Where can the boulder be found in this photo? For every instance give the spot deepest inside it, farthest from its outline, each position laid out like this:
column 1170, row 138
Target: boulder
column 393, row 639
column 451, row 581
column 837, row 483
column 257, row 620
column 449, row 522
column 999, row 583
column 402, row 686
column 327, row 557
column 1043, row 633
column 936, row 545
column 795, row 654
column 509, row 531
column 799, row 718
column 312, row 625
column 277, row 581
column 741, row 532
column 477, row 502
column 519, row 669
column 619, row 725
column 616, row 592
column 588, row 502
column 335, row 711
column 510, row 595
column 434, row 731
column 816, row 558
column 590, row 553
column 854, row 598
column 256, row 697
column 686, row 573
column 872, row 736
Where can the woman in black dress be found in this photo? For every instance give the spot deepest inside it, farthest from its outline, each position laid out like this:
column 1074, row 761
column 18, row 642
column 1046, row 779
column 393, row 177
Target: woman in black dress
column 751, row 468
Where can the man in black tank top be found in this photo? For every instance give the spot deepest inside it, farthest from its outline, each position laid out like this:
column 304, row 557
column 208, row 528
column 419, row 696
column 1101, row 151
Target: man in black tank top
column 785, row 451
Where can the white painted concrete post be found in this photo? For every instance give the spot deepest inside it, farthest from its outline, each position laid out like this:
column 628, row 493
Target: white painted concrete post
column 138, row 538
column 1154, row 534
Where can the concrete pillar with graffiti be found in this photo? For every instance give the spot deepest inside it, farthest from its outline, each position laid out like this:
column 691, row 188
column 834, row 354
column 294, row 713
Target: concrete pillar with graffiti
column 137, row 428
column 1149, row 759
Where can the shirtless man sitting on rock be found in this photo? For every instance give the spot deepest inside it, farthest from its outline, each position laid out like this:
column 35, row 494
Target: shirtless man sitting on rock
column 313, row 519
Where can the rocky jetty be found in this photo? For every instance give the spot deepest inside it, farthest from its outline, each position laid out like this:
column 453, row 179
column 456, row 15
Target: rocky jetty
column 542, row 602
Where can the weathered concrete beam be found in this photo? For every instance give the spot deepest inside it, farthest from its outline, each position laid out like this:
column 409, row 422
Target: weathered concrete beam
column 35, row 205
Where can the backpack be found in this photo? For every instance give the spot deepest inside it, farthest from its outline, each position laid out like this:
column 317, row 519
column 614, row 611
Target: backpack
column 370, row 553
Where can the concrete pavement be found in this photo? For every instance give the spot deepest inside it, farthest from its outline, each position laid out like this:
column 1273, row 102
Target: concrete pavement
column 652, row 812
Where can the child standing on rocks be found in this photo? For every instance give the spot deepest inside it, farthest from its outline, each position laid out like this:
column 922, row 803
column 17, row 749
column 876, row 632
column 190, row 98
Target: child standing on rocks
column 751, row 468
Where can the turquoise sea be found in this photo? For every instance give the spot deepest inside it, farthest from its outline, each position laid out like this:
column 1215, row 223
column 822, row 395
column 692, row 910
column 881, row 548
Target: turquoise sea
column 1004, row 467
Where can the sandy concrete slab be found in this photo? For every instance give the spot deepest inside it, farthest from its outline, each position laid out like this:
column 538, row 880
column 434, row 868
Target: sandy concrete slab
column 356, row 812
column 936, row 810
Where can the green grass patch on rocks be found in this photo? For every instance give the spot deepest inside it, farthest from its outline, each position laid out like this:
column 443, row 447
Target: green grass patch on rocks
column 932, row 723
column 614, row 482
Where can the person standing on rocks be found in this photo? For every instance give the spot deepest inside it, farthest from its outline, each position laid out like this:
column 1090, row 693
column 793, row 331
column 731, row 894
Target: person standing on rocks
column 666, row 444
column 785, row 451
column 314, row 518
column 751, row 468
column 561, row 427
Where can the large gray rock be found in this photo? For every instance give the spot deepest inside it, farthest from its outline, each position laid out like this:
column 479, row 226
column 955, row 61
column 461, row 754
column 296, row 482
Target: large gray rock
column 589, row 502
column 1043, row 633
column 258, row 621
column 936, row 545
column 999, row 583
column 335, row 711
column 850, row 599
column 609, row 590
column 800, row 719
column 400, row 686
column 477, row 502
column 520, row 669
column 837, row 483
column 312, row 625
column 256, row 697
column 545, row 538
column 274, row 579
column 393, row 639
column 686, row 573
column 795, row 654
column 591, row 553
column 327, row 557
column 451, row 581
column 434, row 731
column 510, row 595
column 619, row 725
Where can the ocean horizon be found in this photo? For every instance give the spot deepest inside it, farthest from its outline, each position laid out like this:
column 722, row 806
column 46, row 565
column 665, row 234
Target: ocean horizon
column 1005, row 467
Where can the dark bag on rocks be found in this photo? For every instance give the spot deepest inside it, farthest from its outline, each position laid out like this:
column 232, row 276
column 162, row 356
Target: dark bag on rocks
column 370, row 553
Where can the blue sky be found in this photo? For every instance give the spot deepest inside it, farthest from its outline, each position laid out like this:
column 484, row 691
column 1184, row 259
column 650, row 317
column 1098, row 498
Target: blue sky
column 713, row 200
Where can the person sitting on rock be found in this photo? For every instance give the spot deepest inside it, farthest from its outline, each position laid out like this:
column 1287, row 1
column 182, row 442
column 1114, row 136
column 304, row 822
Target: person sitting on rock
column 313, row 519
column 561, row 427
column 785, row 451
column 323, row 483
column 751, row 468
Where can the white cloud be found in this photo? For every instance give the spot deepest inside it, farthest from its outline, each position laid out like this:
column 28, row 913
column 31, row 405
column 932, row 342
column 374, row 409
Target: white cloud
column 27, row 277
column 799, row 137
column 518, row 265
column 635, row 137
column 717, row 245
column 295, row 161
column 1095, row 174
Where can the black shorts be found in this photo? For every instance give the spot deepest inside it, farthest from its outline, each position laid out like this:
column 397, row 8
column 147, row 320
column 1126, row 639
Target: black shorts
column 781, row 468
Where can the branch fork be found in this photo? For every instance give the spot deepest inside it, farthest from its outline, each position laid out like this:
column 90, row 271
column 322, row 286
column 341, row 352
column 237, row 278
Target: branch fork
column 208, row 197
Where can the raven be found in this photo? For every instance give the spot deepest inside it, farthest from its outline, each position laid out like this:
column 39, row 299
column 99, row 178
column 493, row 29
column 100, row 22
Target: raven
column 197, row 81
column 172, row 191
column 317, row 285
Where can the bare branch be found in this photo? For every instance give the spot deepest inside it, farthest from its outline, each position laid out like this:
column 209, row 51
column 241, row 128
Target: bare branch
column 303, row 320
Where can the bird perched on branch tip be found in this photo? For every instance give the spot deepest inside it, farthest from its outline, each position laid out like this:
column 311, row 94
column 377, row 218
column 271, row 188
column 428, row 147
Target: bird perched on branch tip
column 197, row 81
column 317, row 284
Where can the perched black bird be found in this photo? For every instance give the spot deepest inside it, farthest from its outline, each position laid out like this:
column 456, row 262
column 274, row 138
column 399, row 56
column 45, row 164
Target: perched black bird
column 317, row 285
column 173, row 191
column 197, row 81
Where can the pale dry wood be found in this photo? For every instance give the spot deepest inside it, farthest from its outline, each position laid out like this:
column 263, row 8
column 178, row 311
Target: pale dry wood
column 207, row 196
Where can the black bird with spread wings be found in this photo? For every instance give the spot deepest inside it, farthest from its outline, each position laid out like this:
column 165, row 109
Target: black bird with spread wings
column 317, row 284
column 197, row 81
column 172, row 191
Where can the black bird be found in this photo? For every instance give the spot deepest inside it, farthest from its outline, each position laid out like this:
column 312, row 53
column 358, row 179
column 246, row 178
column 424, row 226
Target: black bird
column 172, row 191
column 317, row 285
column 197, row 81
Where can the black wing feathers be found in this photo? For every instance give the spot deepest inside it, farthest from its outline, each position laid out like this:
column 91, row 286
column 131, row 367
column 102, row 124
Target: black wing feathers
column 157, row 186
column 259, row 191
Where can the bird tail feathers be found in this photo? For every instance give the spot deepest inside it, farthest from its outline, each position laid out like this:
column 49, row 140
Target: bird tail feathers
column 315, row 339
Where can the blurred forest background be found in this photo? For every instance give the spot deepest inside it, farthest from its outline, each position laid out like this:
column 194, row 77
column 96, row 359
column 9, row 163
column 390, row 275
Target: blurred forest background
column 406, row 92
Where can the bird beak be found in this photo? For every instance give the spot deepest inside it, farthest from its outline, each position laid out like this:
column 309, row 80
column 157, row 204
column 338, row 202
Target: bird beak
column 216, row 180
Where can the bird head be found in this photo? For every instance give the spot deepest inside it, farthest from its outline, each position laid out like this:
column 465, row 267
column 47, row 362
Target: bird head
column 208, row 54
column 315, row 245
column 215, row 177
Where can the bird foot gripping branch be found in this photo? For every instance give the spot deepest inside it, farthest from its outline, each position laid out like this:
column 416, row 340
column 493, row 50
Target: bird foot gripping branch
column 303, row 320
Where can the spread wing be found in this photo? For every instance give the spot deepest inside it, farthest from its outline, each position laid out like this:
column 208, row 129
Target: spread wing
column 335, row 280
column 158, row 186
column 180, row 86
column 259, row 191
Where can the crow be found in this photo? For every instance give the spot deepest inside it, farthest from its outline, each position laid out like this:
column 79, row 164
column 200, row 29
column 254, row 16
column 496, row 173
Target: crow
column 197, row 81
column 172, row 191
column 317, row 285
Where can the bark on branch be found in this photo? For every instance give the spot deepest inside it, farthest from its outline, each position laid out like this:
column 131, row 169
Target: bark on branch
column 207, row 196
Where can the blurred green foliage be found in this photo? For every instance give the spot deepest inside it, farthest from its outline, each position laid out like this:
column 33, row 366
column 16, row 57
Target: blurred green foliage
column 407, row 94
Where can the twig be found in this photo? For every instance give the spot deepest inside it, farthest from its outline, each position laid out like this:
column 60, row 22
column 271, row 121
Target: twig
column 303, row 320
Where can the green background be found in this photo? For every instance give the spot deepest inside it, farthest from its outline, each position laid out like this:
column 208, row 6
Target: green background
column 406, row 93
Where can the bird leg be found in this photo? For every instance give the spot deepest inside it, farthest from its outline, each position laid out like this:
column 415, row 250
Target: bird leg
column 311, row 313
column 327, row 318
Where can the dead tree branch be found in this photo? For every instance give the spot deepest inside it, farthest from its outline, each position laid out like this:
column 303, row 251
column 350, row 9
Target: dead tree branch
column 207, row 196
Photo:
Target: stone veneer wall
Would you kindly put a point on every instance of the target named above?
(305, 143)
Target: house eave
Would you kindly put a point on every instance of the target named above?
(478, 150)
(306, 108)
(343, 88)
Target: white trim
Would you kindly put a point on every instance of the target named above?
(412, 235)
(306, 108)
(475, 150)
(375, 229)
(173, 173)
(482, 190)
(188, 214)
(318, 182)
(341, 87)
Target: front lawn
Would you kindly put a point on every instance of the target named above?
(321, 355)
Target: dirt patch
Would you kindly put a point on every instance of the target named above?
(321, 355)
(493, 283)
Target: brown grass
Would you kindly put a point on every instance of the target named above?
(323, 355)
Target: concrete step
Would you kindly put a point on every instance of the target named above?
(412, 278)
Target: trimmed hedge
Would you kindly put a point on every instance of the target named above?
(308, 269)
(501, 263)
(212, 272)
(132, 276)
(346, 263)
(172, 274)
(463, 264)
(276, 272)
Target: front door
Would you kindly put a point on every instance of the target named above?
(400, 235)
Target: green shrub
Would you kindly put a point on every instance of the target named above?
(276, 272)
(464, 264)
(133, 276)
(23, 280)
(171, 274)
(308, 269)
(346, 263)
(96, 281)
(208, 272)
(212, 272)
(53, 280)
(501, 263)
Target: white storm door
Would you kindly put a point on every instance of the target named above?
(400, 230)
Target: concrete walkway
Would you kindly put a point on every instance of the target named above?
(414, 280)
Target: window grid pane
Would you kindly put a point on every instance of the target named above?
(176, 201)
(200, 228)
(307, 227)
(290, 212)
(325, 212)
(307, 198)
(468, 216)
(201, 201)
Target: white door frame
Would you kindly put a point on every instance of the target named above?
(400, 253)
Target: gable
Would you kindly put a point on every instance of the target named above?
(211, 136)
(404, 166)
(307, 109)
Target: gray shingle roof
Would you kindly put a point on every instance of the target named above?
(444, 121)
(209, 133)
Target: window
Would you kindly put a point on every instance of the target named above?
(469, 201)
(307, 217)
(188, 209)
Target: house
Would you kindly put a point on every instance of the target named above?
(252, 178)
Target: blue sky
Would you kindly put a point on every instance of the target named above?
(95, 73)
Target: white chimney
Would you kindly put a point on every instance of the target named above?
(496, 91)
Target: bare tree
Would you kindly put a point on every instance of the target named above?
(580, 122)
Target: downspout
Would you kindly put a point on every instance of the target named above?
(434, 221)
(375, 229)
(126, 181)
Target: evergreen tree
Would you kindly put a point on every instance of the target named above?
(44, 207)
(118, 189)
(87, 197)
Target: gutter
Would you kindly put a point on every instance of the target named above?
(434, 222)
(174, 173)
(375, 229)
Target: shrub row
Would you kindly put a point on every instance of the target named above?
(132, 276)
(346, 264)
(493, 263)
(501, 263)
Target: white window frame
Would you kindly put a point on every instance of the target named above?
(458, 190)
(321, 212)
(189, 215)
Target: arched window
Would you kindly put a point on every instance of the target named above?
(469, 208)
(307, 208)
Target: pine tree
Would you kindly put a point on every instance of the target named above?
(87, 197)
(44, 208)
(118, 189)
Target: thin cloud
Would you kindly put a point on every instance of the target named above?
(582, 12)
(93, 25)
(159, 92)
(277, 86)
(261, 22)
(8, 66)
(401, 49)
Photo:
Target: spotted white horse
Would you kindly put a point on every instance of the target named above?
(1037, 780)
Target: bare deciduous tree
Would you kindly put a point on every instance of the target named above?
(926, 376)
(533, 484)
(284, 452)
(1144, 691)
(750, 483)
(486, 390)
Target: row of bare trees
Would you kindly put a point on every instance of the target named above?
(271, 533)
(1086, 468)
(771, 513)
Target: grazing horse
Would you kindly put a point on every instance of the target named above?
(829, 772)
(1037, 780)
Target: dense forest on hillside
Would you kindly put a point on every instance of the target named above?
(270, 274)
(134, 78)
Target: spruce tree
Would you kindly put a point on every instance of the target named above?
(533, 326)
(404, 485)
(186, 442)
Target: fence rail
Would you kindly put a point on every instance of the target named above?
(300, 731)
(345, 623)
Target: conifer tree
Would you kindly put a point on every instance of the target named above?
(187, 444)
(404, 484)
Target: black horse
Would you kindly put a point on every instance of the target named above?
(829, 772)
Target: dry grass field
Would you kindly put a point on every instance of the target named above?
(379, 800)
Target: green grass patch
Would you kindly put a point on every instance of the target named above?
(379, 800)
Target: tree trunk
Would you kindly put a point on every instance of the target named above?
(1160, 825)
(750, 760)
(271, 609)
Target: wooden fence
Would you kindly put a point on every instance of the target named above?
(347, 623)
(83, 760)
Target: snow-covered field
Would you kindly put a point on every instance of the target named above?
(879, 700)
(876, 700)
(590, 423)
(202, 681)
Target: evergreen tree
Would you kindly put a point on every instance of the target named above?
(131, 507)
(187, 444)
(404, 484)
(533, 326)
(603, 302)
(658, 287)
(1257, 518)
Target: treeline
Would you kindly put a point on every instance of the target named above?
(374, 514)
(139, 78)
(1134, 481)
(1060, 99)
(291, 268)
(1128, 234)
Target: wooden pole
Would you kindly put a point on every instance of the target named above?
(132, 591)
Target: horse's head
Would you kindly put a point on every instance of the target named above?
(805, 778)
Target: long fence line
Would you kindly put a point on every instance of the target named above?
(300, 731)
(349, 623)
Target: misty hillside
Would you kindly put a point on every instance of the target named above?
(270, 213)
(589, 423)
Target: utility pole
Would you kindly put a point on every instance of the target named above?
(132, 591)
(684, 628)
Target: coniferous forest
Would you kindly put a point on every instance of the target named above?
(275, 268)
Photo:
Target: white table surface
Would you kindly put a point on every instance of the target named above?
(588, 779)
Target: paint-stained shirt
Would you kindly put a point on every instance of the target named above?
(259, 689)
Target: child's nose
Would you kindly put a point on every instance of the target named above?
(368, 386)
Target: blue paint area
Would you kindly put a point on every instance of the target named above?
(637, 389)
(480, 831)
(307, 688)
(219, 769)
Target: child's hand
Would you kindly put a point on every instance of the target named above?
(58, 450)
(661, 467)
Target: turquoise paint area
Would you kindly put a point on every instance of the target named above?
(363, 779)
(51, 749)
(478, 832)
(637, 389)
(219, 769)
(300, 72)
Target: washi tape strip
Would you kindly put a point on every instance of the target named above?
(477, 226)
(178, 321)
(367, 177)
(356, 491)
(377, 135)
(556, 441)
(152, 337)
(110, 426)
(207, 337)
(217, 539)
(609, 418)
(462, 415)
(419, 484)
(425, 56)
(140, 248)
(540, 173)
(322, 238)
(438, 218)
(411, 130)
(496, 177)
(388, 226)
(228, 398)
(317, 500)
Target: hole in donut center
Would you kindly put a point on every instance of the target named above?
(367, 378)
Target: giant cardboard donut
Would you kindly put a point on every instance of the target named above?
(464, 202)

▸ Aim: Repeat the material from the line containing "Where can the blurred forest" to the line containing "column 215, row 177", including both of those lines and nothing else.

▸ Reply:
Where can the blurred forest background be found in this photo? For every instance give the spot deepest inside it, farthest from its outline, each position laid out like this:
column 194, row 77
column 96, row 359
column 9, row 163
column 390, row 275
Target: blurred forest background
column 406, row 92
Where can the bird beak be found in this photo? For every instance give the spot deepest inside it, farthest from its outline, each position laid out like this:
column 309, row 80
column 157, row 204
column 338, row 202
Target: bird beak
column 216, row 180
Where can the bird head be found in this photo? For every instance give the spot deepest inside it, farthest from its outline, each position laid out like this:
column 465, row 267
column 47, row 362
Target: bird head
column 208, row 54
column 315, row 245
column 215, row 177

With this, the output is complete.